Task – Rewrite these lines with every "grapevine leaf" changed to "vine leaf" and everything else kept the same. Leave the pictures out.
-- START OF Dataset rows --
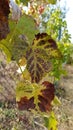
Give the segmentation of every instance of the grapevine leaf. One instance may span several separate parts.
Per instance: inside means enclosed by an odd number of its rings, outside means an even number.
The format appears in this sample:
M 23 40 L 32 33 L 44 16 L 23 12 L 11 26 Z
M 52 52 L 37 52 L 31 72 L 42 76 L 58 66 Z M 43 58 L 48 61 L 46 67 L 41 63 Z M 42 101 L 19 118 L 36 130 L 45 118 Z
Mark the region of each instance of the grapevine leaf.
M 49 4 L 56 4 L 57 0 L 48 0 Z
M 44 121 L 45 121 L 45 126 L 48 128 L 48 130 L 58 130 L 57 129 L 58 122 L 56 120 L 53 111 L 50 113 L 50 117 L 44 116 Z
M 4 46 L 4 51 L 6 48 L 5 52 L 7 52 L 8 49 L 8 52 L 11 55 L 10 58 L 12 60 L 18 61 L 24 57 L 26 49 L 34 39 L 37 29 L 35 27 L 34 20 L 27 15 L 23 15 L 18 23 L 10 21 L 9 26 L 10 33 L 5 40 L 0 42 L 0 44 Z M 9 55 L 7 56 L 9 57 Z
M 9 12 L 9 0 L 0 0 L 0 40 L 6 38 L 9 33 Z
M 20 110 L 50 111 L 54 98 L 54 85 L 45 81 L 42 85 L 20 83 L 16 88 L 16 101 Z
M 56 42 L 46 33 L 35 35 L 33 44 L 27 49 L 27 69 L 32 82 L 38 83 L 42 76 L 52 69 L 51 59 L 58 58 Z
-- END OF Dataset rows --
Task answer –
Give the segmentation of every instance of the vine leaf. One instance may span several separate parts.
Per instance: inside means enclosed by an odd number of its rings, outside means an even number.
The format appears in this sample:
M 23 40 L 32 33 L 44 16 L 23 12 L 11 26 Z
M 52 52 L 37 52 L 31 72 L 42 76 L 58 66 Z M 43 58 L 48 61 L 46 67 L 41 63 Z M 42 101 L 19 118 L 36 130 L 45 118 Z
Mark the region of each instance of the vine leaf.
M 49 4 L 56 4 L 57 0 L 48 0 Z
M 44 121 L 45 121 L 45 126 L 48 128 L 48 130 L 58 130 L 57 129 L 58 122 L 56 120 L 53 111 L 50 113 L 50 117 L 44 116 Z
M 4 46 L 4 51 L 6 48 L 5 52 L 7 52 L 8 49 L 8 52 L 11 55 L 10 58 L 12 60 L 18 61 L 24 57 L 26 49 L 34 39 L 37 29 L 35 27 L 34 20 L 27 15 L 23 15 L 18 23 L 10 21 L 9 26 L 10 33 L 5 40 L 0 42 L 0 44 Z M 9 55 L 7 56 L 9 57 Z
M 9 12 L 9 0 L 0 0 L 0 40 L 6 38 L 9 33 Z
M 20 110 L 50 111 L 54 98 L 54 85 L 45 81 L 42 85 L 20 83 L 16 88 L 16 101 Z
M 56 42 L 46 33 L 35 35 L 33 44 L 27 49 L 27 69 L 32 82 L 38 83 L 42 76 L 52 69 L 51 59 L 58 58 Z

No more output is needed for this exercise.